Die Nato probt bis nächste Woche im Luftraum über Belgien, Grossbritannien und der Nordsee den Einsatz von Nuklearwaffen. Die Nato sagt, es handle es sich um eine «routinemässige, wiederkehrende Ausbildungsmassnahme». Diese stehe «in keinem Zusammenhang mit dem aktuellen Weltgeschehen». Dennoch: Der Zeitpunkt des Manövers verunsichert und schürt Ängste. 

1. Wie wahrscheinlich ist ein Atomkrieg im Moment?

Zu unterscheiden ist zwischen einem grossen Atomkrieg und einem lokal begrenzten Einsatz sogenannter taktischer Atombomben. Auch wenn niemand mit Sicherheit sagen kann, was Putin tun und wie die Nato darauf reagieren wird, ist ein grosser Atomkrieg sehr unwahrscheinlich. Dieser träfe auch die russische Führung und sehr viele Menschen in Russland. 

Was sich seit einigen Jahren immer mehr angebahnt hat, ist die Möglichkeit eines «begrenzten» Atomkriegs. Das bedeutet, dass eine oder mehrere Atomwaffen mit geringerer Sprengkraft, auch «taktische» Atomwaffen genannt, beschränkt auf einen lokalen Bereich wie etwa eine Militärbasis oder eine Truppenansammlung, abgefeuert werden. Dafür haben die russische und die US-amerikanische Regierung die entsprechenden Atomwaffen entwickelt und halten diese einsatzbereit. Allerdings ist es seit 1945 noch nie zu einem Einsatz von Atomwaffen in einem Konflikt gekommen. Das wäre ein absoluter Tabubruch und Bruch des Völkerrechts.

==*==

#### [Aufgabe A]
In welchem Luftraum probt die Nato laut dem Text über das Nato-Manöver den Einsatz von Nuklearwaffen?
Der Text und die Datensätze haben nichts miteinander zu tun.

Auszüge aus einem Datensatz zur Ortsannotation:
==*==

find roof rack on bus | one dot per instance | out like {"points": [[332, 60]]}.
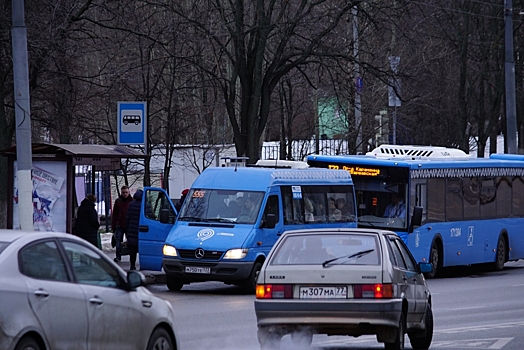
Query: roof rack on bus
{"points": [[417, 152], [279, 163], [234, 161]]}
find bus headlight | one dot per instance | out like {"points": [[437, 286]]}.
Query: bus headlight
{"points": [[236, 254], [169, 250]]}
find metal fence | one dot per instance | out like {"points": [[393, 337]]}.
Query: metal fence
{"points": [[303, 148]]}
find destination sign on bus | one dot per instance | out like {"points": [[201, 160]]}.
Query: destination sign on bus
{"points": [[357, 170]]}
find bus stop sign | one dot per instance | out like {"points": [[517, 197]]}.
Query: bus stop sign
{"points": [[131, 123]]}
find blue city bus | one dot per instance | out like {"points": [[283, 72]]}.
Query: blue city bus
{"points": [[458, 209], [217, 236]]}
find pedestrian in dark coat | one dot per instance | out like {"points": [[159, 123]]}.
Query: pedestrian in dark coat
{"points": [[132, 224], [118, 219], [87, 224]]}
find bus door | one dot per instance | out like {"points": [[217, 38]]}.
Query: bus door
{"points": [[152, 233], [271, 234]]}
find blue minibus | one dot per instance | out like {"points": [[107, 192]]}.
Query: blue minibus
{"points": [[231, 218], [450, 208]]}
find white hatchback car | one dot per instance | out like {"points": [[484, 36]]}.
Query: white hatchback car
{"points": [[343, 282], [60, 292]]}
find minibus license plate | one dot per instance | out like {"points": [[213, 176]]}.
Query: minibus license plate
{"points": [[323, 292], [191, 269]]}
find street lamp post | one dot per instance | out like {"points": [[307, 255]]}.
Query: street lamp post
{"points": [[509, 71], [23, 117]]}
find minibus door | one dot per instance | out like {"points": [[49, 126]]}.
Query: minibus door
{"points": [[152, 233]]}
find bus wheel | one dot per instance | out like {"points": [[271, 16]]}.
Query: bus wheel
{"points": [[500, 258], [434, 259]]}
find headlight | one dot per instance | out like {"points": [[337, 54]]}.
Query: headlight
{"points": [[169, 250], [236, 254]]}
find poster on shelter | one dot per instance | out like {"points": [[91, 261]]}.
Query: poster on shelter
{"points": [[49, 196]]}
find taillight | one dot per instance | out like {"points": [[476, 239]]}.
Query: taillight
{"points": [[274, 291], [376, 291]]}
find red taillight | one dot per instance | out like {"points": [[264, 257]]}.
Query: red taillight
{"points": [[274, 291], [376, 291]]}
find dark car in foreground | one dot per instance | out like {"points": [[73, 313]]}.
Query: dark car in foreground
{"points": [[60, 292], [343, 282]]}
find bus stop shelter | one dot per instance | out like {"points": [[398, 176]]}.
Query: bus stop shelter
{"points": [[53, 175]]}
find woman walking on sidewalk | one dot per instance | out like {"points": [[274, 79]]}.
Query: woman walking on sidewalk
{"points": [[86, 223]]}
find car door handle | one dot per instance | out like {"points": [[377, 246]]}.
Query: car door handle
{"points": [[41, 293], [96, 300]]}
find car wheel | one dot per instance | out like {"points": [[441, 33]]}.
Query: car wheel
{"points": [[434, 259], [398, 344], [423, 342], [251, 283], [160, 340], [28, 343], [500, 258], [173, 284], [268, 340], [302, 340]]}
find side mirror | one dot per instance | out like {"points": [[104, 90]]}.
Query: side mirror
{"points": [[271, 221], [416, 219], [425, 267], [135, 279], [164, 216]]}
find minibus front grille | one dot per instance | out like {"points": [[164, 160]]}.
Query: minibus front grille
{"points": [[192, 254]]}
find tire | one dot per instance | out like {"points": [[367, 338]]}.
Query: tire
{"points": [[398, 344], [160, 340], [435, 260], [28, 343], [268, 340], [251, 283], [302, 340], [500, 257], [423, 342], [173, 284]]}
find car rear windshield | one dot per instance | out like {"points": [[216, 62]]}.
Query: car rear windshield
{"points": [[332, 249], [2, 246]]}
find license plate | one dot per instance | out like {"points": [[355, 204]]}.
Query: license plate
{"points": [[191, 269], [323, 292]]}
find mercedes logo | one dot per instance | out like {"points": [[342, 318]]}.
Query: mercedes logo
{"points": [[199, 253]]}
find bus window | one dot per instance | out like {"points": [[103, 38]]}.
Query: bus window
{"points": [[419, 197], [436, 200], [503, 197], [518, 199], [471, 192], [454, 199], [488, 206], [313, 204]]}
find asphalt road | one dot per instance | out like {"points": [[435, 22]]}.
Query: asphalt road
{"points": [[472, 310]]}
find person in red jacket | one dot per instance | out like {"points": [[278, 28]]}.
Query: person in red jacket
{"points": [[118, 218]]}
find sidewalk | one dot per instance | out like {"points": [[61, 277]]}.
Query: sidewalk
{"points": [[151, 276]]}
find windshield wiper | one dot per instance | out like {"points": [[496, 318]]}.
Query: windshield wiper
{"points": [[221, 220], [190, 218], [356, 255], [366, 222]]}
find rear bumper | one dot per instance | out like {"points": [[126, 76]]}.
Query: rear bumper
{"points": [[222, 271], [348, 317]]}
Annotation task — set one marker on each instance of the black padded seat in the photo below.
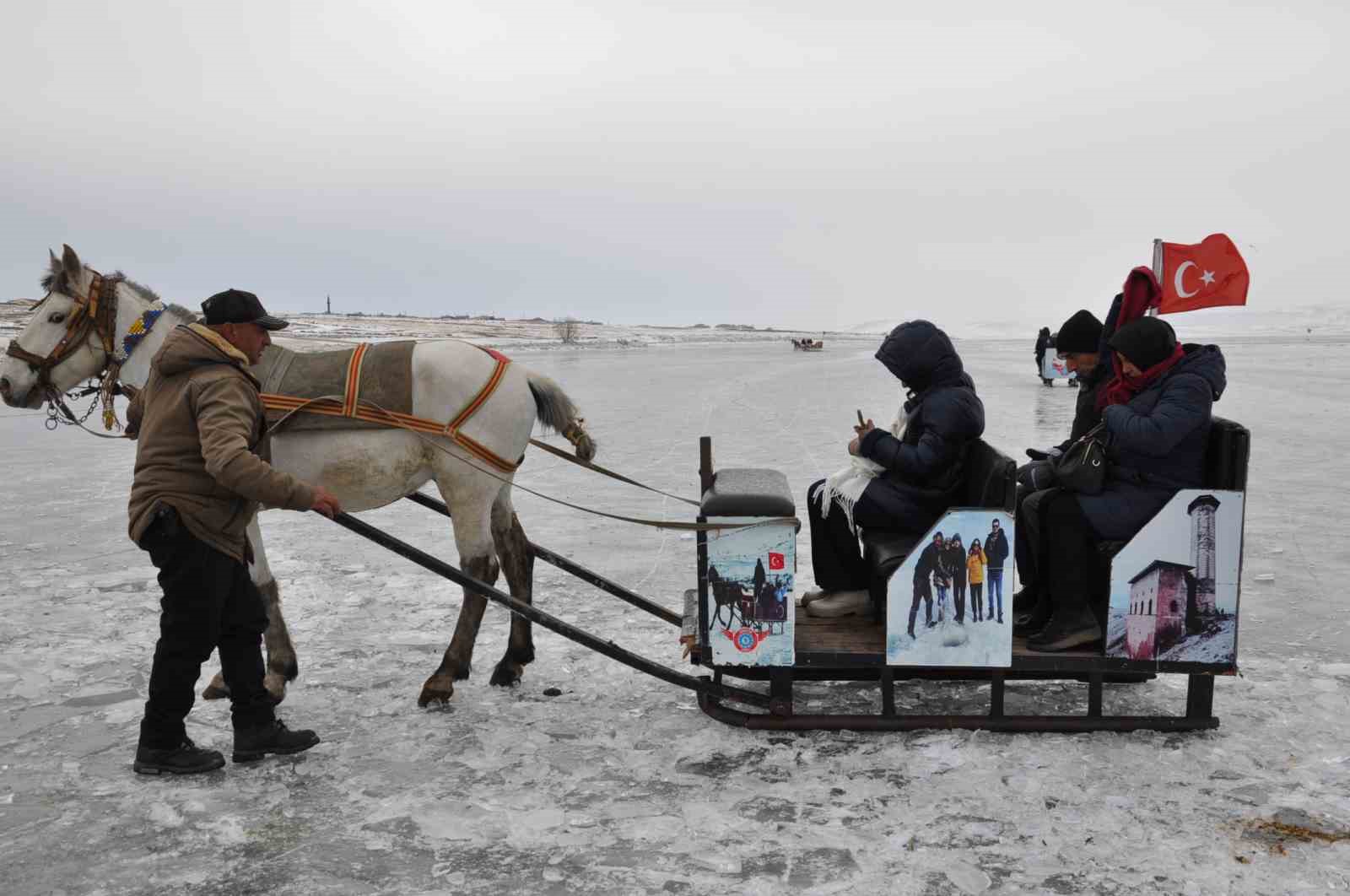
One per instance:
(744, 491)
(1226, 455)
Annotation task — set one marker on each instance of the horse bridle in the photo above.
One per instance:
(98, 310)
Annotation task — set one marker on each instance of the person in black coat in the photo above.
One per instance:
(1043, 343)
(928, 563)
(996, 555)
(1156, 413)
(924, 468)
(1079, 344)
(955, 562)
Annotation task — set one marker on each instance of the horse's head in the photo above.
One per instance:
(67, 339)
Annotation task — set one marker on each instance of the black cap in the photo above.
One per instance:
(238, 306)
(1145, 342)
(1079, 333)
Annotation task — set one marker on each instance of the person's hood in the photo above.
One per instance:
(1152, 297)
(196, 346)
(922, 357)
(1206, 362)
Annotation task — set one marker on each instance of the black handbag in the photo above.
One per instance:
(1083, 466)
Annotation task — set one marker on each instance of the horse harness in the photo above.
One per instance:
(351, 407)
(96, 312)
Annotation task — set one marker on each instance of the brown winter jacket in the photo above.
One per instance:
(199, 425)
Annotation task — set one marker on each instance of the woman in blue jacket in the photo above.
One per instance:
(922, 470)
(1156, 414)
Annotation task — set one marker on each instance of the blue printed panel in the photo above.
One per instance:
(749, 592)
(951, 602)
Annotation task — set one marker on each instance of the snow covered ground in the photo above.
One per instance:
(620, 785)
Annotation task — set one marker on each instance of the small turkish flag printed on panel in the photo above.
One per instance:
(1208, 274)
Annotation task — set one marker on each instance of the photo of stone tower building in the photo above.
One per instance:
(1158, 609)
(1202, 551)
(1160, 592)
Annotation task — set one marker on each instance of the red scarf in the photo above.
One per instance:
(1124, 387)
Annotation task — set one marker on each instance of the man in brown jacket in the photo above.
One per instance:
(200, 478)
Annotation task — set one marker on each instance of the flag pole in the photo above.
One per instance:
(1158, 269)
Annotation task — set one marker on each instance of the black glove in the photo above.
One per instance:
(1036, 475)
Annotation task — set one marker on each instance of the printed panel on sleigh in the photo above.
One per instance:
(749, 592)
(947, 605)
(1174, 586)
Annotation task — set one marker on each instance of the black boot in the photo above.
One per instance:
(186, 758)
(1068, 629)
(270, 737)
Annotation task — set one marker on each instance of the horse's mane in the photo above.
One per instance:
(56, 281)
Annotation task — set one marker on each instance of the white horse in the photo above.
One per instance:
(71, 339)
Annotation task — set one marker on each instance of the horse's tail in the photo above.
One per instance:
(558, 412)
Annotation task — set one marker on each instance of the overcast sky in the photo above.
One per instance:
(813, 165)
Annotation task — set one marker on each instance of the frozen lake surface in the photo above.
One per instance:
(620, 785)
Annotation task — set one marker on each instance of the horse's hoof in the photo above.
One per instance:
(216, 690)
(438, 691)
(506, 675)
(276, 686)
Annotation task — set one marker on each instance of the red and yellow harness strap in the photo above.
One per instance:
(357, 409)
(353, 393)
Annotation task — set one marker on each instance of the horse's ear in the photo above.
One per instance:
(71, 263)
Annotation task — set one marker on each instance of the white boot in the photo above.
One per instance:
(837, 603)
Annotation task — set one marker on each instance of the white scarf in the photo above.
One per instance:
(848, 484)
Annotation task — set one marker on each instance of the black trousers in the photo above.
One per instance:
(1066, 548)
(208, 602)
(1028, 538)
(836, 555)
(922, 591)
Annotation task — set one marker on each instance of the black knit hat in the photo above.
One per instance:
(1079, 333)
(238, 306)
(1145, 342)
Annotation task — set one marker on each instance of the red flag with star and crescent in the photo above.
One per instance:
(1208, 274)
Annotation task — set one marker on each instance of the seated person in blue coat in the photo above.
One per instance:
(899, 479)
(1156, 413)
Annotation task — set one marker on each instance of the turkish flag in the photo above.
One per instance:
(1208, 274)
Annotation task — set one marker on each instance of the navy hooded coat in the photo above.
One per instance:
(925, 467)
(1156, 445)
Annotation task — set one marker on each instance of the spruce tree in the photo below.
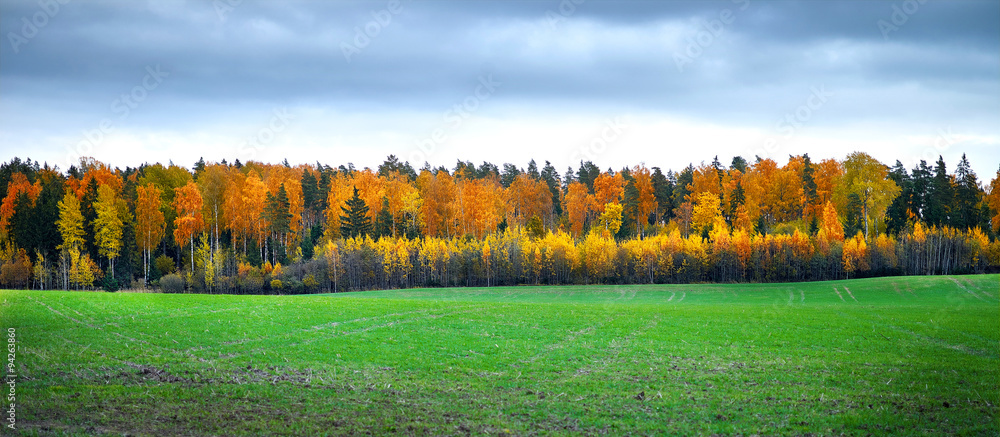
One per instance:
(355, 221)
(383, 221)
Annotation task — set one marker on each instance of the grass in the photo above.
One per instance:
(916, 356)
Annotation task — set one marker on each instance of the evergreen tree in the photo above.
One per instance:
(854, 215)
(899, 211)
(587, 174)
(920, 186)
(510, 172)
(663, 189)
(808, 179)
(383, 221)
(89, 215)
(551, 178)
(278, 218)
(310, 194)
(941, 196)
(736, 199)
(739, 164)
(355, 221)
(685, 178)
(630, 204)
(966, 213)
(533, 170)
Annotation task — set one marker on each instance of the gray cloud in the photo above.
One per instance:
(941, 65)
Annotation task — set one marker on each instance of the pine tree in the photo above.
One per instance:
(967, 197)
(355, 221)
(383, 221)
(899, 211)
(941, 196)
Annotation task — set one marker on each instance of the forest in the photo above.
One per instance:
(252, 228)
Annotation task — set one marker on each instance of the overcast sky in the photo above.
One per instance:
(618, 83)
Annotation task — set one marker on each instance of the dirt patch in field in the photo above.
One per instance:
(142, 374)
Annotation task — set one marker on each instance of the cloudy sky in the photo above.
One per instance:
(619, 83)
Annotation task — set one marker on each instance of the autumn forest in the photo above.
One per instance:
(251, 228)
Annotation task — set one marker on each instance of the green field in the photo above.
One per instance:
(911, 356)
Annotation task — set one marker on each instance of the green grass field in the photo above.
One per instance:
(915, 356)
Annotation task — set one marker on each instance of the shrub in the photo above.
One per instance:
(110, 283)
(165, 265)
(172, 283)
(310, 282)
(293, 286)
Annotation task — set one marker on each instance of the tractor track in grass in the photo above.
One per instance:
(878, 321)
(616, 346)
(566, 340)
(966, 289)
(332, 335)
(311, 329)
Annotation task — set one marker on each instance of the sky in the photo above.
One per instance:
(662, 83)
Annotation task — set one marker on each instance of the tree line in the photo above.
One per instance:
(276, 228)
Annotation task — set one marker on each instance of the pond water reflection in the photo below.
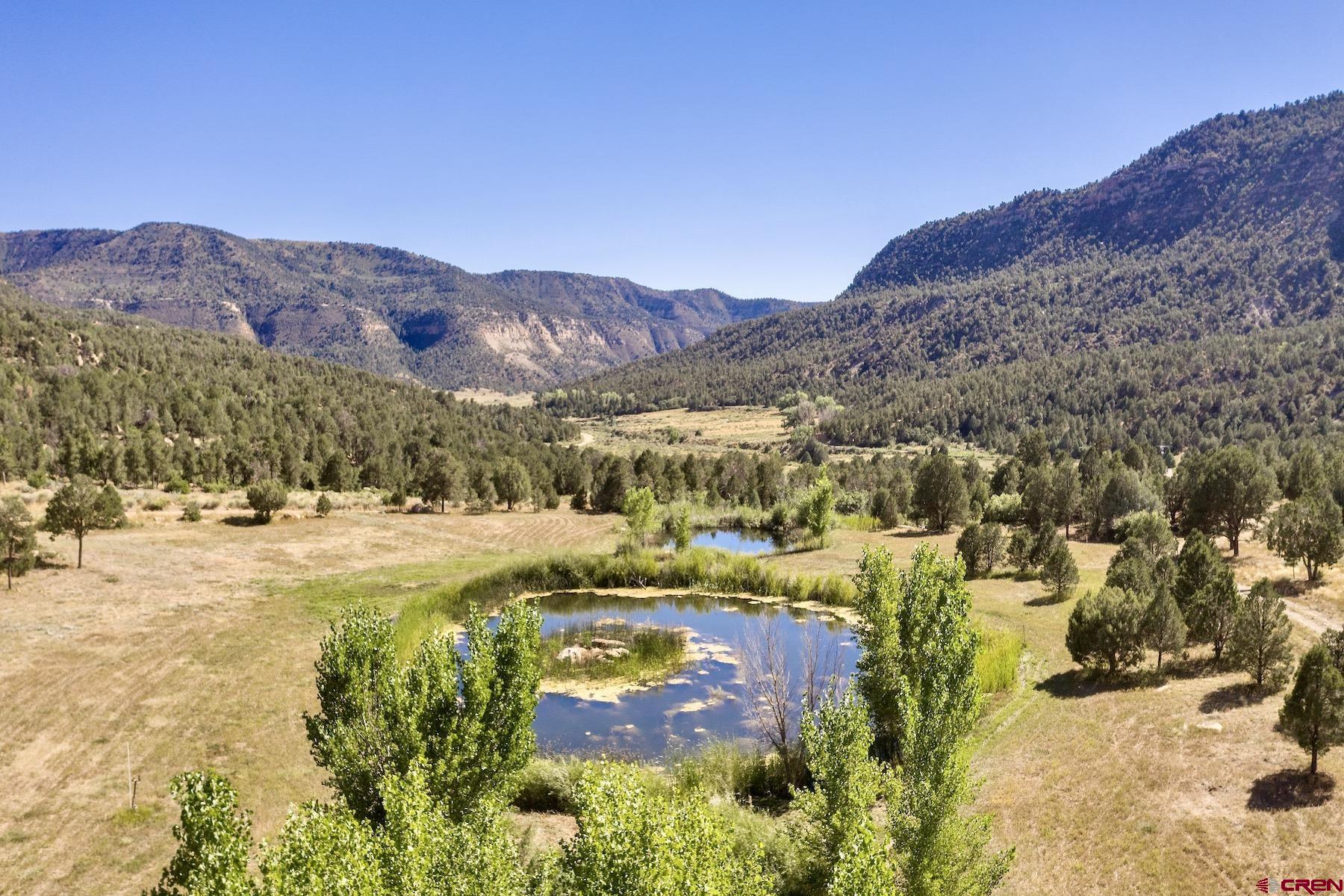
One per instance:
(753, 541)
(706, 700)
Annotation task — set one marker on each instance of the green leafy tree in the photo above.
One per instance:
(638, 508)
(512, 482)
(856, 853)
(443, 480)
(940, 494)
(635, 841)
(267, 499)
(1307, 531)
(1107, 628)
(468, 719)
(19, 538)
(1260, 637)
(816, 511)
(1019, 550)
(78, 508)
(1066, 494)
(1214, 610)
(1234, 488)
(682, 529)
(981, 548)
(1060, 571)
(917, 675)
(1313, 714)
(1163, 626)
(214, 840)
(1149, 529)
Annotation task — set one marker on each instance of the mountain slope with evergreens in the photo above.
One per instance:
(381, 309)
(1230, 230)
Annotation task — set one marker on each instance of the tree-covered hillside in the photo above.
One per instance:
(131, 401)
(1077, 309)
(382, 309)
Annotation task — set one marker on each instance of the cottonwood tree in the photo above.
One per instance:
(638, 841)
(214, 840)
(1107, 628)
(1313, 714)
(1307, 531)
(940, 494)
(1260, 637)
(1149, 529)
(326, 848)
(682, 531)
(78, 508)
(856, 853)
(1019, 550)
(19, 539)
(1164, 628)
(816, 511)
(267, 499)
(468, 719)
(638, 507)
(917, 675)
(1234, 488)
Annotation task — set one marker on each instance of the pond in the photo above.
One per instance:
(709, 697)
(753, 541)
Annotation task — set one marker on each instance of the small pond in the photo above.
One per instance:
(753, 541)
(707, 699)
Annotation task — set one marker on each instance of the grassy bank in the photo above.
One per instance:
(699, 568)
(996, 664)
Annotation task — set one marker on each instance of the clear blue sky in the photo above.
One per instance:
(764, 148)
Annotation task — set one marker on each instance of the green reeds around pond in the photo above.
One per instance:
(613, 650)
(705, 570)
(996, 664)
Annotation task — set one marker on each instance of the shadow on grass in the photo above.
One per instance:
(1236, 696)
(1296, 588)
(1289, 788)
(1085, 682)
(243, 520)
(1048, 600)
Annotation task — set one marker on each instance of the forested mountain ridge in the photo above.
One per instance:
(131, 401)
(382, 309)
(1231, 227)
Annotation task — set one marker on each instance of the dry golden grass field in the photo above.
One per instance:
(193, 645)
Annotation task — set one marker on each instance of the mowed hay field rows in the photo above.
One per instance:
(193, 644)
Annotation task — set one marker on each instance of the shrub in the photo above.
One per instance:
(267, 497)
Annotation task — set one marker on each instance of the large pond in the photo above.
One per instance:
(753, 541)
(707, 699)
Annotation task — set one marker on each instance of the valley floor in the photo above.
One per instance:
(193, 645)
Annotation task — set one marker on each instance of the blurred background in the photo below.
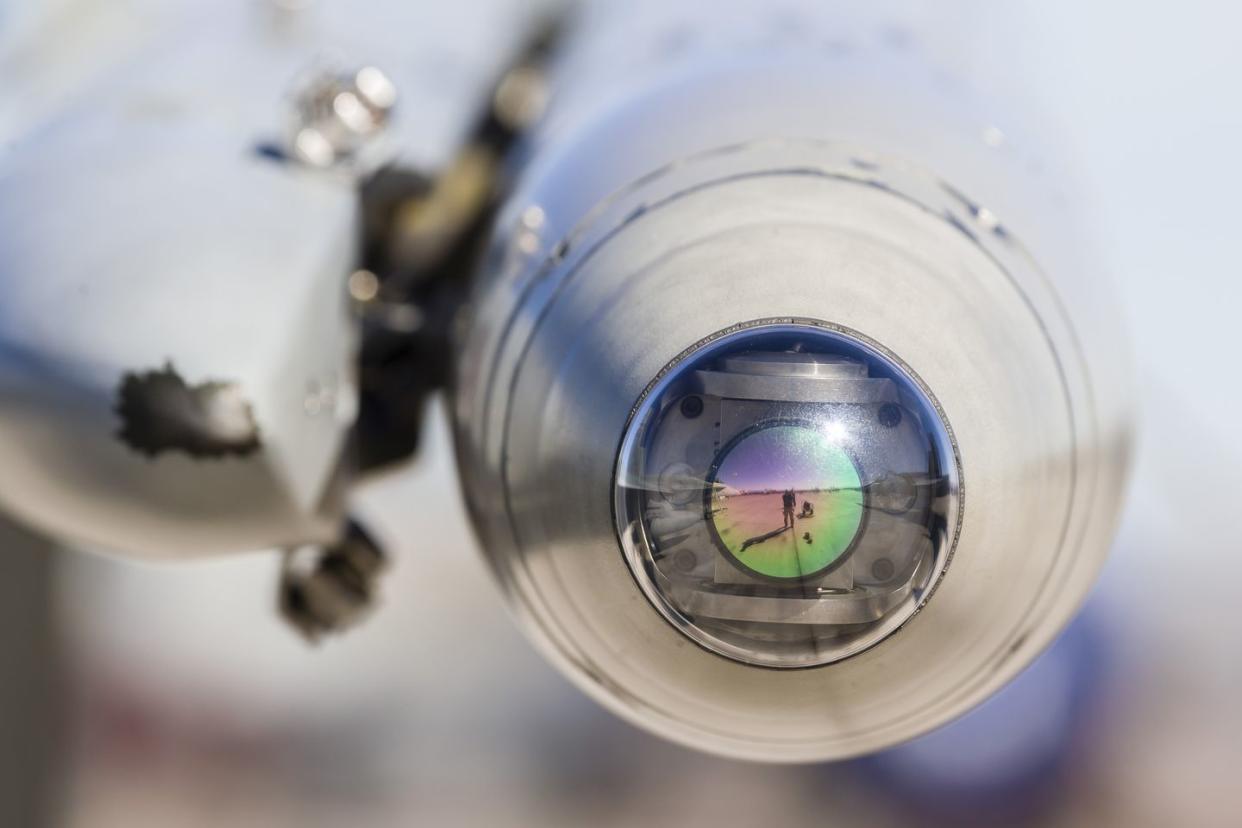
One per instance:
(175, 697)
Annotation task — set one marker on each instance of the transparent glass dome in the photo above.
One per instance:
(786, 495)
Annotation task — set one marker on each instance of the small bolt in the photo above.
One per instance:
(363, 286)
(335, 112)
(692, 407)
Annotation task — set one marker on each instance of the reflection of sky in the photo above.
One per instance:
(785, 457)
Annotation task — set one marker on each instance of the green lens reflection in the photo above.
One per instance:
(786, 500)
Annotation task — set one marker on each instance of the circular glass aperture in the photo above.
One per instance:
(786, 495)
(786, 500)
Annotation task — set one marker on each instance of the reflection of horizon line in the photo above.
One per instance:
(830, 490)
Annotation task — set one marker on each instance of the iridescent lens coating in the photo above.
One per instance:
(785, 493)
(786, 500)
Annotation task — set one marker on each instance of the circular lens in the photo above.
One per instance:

==*==

#### [Aufgabe B]
Gib an, wie viele Zeilen der Datensätze das Wort "black" enthalten, und nenne nur die Zahl. Groß- und Kleinschreibung zählt.

#### [Richtige Antwort A]
Im Luftraum über Belgien, Grossbritannien und der Nordsee.

#### [Richtige Antwort B]
8